> [Texte fourni]:
※
La Russie de 1848 à 1870.

Les dernières années du règne de Nicolas I (1848-55). Nicolas Ier apprit la chute de Louis-Philippe avec une très grande satisfaction; il préférait la République à la monarchie de Juillet. Mais sa joie fut vite diminuée par les nouvelles d'Allemagne et d'Italie. Devant l'Europe en feu, la Russie restait la seule force armée au service des principes qui avaient inspiré la Sainte-Alliance. Ce rôle de soldat de la contre-révolution, Nicolas l'accepta sans hésiter. A l'intérieur, il prit les mesures les plus rigoureuses pour empêcher la propagation des idées libérales à l'extérieur, il intervint partout pour maintenir le statu quo politique et territorial de l'Europe de 1815.

La réaction à l'intérieur. — Dans un pays qui n'avait pas d'institutions libérales, la réaction ne pouvait s'attaquer qu'aux doctrines, aux livres et aux journaux qui étaient supposés les propager, aux gens qui écrivaient ou lisaient, c'est-à-dire avant tout, aux professeurs et aux étudiants des Universités. En dehors des mesures prises contre celles-ci et des rigueurs de la

censure, la réaction russe de 1848 n'est marquée que par une seule affaire le procès de Petrachevski et de ses amis, qui expièrent, le premier par sa condamnation à mort, les autres par leur envoi en Sibérie, le crime d'avoir discuté le problème de l'émancipation des serfs, et peut-être celui de la suppression de l'autocratie. Dostoievski, déjà illustré par ses premiers romans, fut du nombre des condamnés: il ne revint de Sibérie qu'en 1858.
※
> [Liste des entrées]:
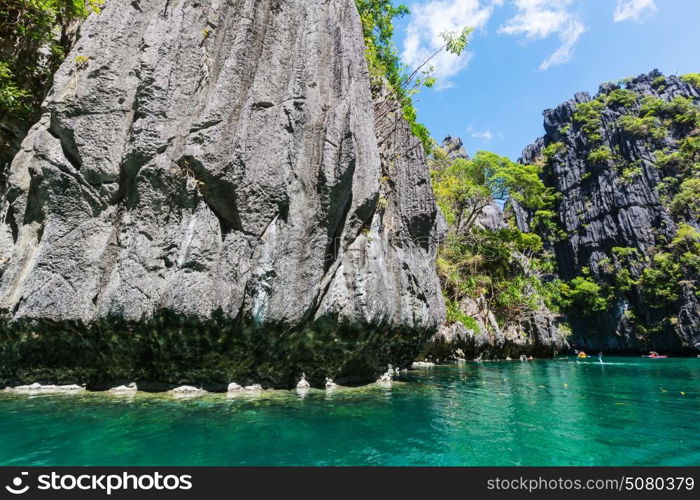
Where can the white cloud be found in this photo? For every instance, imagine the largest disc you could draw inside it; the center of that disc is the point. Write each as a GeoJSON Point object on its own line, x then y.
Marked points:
{"type": "Point", "coordinates": [485, 135]}
{"type": "Point", "coordinates": [633, 10]}
{"type": "Point", "coordinates": [432, 18]}
{"type": "Point", "coordinates": [539, 19]}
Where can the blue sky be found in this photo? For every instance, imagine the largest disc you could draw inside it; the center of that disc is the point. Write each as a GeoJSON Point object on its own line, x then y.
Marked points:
{"type": "Point", "coordinates": [529, 55]}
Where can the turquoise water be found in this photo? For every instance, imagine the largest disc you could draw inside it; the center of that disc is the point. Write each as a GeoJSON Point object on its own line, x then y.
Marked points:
{"type": "Point", "coordinates": [627, 411]}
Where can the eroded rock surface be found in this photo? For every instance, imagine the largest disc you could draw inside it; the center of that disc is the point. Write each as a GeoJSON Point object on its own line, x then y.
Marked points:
{"type": "Point", "coordinates": [206, 199]}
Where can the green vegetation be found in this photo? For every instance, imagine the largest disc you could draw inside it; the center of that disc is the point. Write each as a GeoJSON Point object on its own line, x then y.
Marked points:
{"type": "Point", "coordinates": [35, 40]}
{"type": "Point", "coordinates": [680, 110]}
{"type": "Point", "coordinates": [377, 18]}
{"type": "Point", "coordinates": [687, 201]}
{"type": "Point", "coordinates": [622, 97]}
{"type": "Point", "coordinates": [692, 78]}
{"type": "Point", "coordinates": [584, 294]}
{"type": "Point", "coordinates": [552, 150]}
{"type": "Point", "coordinates": [602, 154]}
{"type": "Point", "coordinates": [496, 264]}
{"type": "Point", "coordinates": [648, 126]}
{"type": "Point", "coordinates": [588, 116]}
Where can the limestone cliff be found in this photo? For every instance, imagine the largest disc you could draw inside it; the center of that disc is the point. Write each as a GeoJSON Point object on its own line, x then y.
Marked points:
{"type": "Point", "coordinates": [619, 161]}
{"type": "Point", "coordinates": [207, 198]}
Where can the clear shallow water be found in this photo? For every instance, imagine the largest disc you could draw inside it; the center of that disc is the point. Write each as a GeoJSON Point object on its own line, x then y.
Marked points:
{"type": "Point", "coordinates": [627, 411]}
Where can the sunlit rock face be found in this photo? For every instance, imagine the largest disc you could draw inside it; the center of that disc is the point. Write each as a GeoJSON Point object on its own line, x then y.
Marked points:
{"type": "Point", "coordinates": [614, 215]}
{"type": "Point", "coordinates": [210, 197]}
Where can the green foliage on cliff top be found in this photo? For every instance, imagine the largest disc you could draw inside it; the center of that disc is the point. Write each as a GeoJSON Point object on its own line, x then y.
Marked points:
{"type": "Point", "coordinates": [602, 154]}
{"type": "Point", "coordinates": [33, 42]}
{"type": "Point", "coordinates": [622, 97]}
{"type": "Point", "coordinates": [583, 294]}
{"type": "Point", "coordinates": [588, 116]}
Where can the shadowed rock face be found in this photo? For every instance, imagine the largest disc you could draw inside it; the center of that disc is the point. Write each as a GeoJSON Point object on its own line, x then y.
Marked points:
{"type": "Point", "coordinates": [621, 203]}
{"type": "Point", "coordinates": [206, 199]}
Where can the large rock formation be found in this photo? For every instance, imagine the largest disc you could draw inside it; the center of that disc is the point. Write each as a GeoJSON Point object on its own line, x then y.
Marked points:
{"type": "Point", "coordinates": [618, 160]}
{"type": "Point", "coordinates": [206, 199]}
{"type": "Point", "coordinates": [536, 333]}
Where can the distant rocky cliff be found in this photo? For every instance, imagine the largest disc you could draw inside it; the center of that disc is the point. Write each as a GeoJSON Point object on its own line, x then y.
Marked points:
{"type": "Point", "coordinates": [207, 198]}
{"type": "Point", "coordinates": [626, 166]}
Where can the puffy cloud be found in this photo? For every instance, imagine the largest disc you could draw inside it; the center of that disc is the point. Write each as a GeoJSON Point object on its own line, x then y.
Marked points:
{"type": "Point", "coordinates": [539, 19]}
{"type": "Point", "coordinates": [633, 10]}
{"type": "Point", "coordinates": [484, 135]}
{"type": "Point", "coordinates": [432, 18]}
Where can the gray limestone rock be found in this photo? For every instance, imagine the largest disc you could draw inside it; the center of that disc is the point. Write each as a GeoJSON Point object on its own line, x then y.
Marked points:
{"type": "Point", "coordinates": [209, 196]}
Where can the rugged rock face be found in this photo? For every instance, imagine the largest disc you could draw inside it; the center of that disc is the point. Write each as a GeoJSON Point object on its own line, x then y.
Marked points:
{"type": "Point", "coordinates": [206, 200]}
{"type": "Point", "coordinates": [618, 159]}
{"type": "Point", "coordinates": [537, 334]}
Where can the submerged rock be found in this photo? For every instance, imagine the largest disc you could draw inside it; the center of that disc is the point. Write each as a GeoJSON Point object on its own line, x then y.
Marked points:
{"type": "Point", "coordinates": [211, 196]}
{"type": "Point", "coordinates": [187, 390]}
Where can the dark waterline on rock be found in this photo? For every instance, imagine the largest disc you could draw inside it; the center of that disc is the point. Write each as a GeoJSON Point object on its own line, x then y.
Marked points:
{"type": "Point", "coordinates": [627, 411]}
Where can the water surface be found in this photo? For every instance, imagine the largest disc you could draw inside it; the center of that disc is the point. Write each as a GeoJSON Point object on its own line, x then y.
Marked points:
{"type": "Point", "coordinates": [627, 411]}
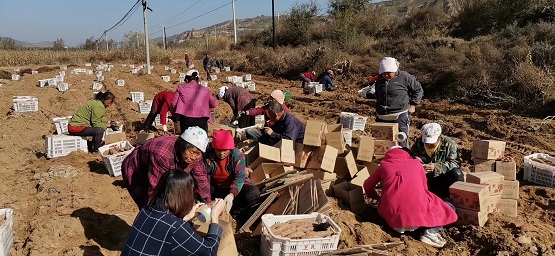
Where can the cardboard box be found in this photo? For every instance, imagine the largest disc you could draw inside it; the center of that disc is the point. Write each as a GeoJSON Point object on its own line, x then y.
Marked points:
{"type": "Point", "coordinates": [469, 217]}
{"type": "Point", "coordinates": [493, 180]}
{"type": "Point", "coordinates": [469, 196]}
{"type": "Point", "coordinates": [507, 169]}
{"type": "Point", "coordinates": [493, 202]}
{"type": "Point", "coordinates": [484, 165]}
{"type": "Point", "coordinates": [114, 137]}
{"type": "Point", "coordinates": [143, 137]}
{"type": "Point", "coordinates": [314, 133]}
{"type": "Point", "coordinates": [227, 242]}
{"type": "Point", "coordinates": [508, 207]}
{"type": "Point", "coordinates": [384, 131]}
{"type": "Point", "coordinates": [350, 194]}
{"type": "Point", "coordinates": [302, 153]}
{"type": "Point", "coordinates": [322, 158]}
{"type": "Point", "coordinates": [366, 148]}
{"type": "Point", "coordinates": [287, 149]}
{"type": "Point", "coordinates": [382, 146]}
{"type": "Point", "coordinates": [262, 154]}
{"type": "Point", "coordinates": [345, 166]}
{"type": "Point", "coordinates": [510, 189]}
{"type": "Point", "coordinates": [488, 149]}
※
> [Consignes à suivre]:
[1] Indiquez si chacune des affirmations suivantes concorde avec le texte fourni, en répondant par oui ou par non et en citant à l'identique les mots du texte qui tranchent. (a) Nicolas Ier accueillit la chute de Louis-Philippe avec satisfaction. (b) Petrachevski fut envoyé en Sibérie. (c) Dostoievski revint de Sibérie en 1858.
[2] Relevez dans les entrées chaque ligne où figure le mot « cloud » et recopiez-la. La casse compte.

> [Réponses par consigne]:
[1]
(a) Oui : « Nicolas Ier apprit la chute de Louis-Philippe avec une très grande satisfaction ».
(b) Non : « le premier par sa condamnation à mort, les autres par leur envoi en Sibérie ».
(c) Oui : « il ne revint de Sibérie qu'en 1858 ».

[2]
Where can the white cloud be found in this photo? For every instance, imagine the largest disc you could draw inside it; the center of that disc is the point. Write each as a GeoJSON Point object on its own line, x then y.
Where can the puffy cloud be found in this photo? For every instance, imagine the largest disc you could draw inside it; the center of that disc is the point. Write each as a GeoJSON Point object on its own line, x then y.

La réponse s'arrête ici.